---- Provided data
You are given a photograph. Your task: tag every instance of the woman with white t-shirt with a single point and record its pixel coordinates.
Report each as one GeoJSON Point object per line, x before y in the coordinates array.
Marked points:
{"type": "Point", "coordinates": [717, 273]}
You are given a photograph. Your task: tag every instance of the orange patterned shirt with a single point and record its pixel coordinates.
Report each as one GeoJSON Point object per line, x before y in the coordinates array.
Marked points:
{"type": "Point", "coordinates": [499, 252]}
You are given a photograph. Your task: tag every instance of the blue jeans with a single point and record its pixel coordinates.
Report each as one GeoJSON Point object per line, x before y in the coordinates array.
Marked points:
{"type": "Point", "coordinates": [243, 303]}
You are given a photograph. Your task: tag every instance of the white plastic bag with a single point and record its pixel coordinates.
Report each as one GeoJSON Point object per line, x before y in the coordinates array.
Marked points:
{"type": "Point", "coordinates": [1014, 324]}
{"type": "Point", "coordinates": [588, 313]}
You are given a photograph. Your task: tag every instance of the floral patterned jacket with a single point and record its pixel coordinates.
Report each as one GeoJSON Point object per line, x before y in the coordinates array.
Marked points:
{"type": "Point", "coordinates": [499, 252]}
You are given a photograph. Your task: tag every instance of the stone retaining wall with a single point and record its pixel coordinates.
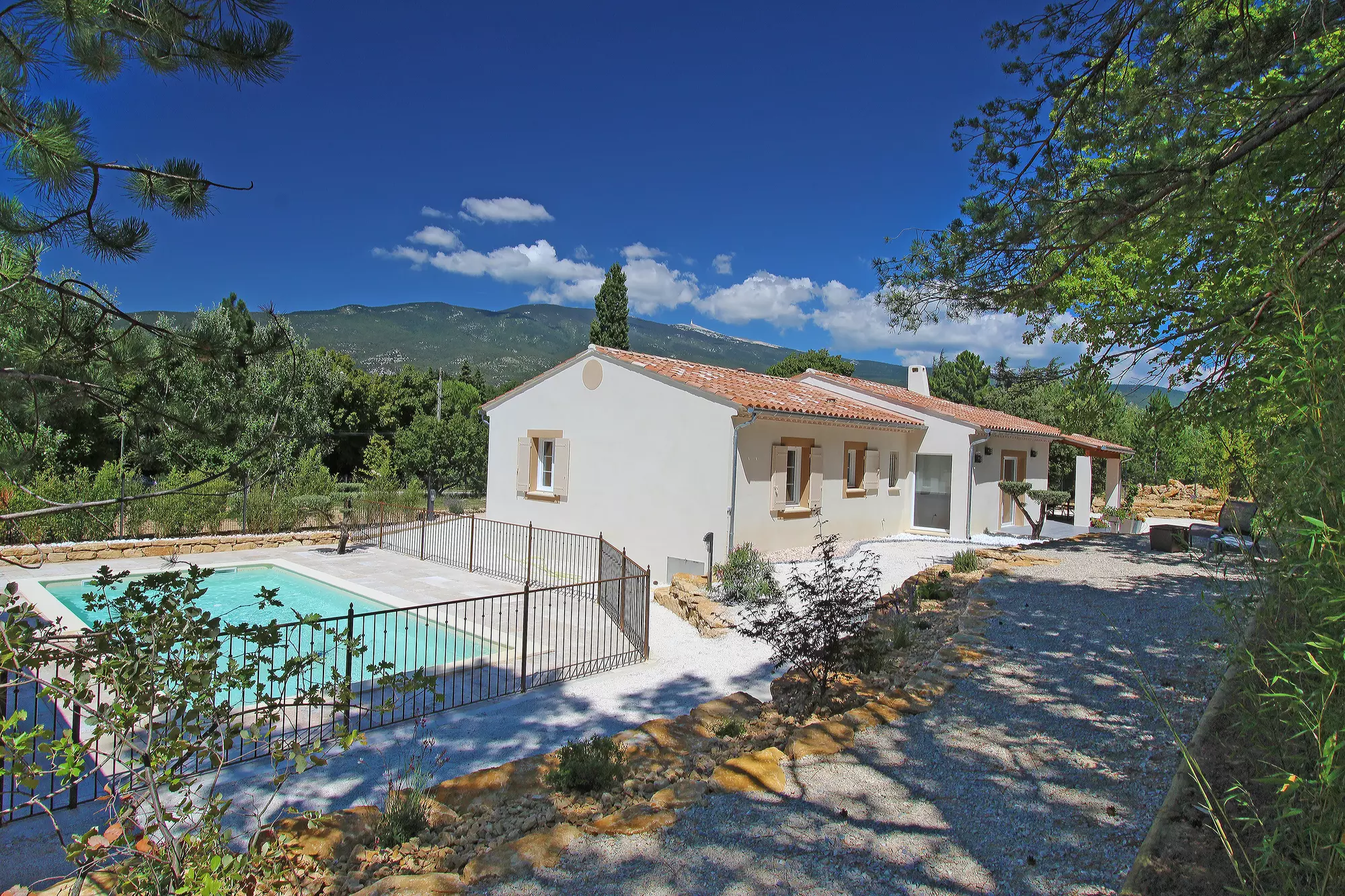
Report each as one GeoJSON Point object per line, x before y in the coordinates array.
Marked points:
{"type": "Point", "coordinates": [32, 555]}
--------
## Problem requirements
Copy the records word for word, leaving no picture in the copy.

## Solution to the problem
You are given a photograph. Your task: tag every instance of the woman with white t-shirt with a single point and record its pixel coordinates.
Report each as one GeoJSON Point object per line, x before y in the coordinates array.
Marked points:
{"type": "Point", "coordinates": [717, 273]}
You are given a photograph. Your task: tag every instance of the orange patterned shirt with a single point and record its pixel coordinates.
Report each as one GeoJSON Point object per line, x before y in the coordinates array.
Marked points:
{"type": "Point", "coordinates": [499, 252]}
You are given a photograph. Your task: tag every instance of the blue jeans with a single point and record its pixel coordinates.
Report each as one GeoJSON Point object per line, x before y in the coordinates array.
Marked points:
{"type": "Point", "coordinates": [243, 303]}
You are given a photograph. Your task: tag every instance of the white plastic bag with a single point and record its pixel coordinates.
Report each as one GeoJSON Point object per line, x before y in the coordinates array.
Marked points:
{"type": "Point", "coordinates": [1014, 324]}
{"type": "Point", "coordinates": [588, 313]}
You are given a photograph. Your task: tag every instance of the floral patterned jacket with a single point and record its pixel coordinates.
Report each as one GeoJSON Point object per line, x before y in the coordinates array.
Marked points:
{"type": "Point", "coordinates": [499, 252]}
You are given a photograph. Your task: tag every instance of the stone retaining wall with a single point and record its pixel coordinates.
Report each as one GeoJSON Point object per line, x before y in the coordinates array.
Marked points:
{"type": "Point", "coordinates": [32, 555]}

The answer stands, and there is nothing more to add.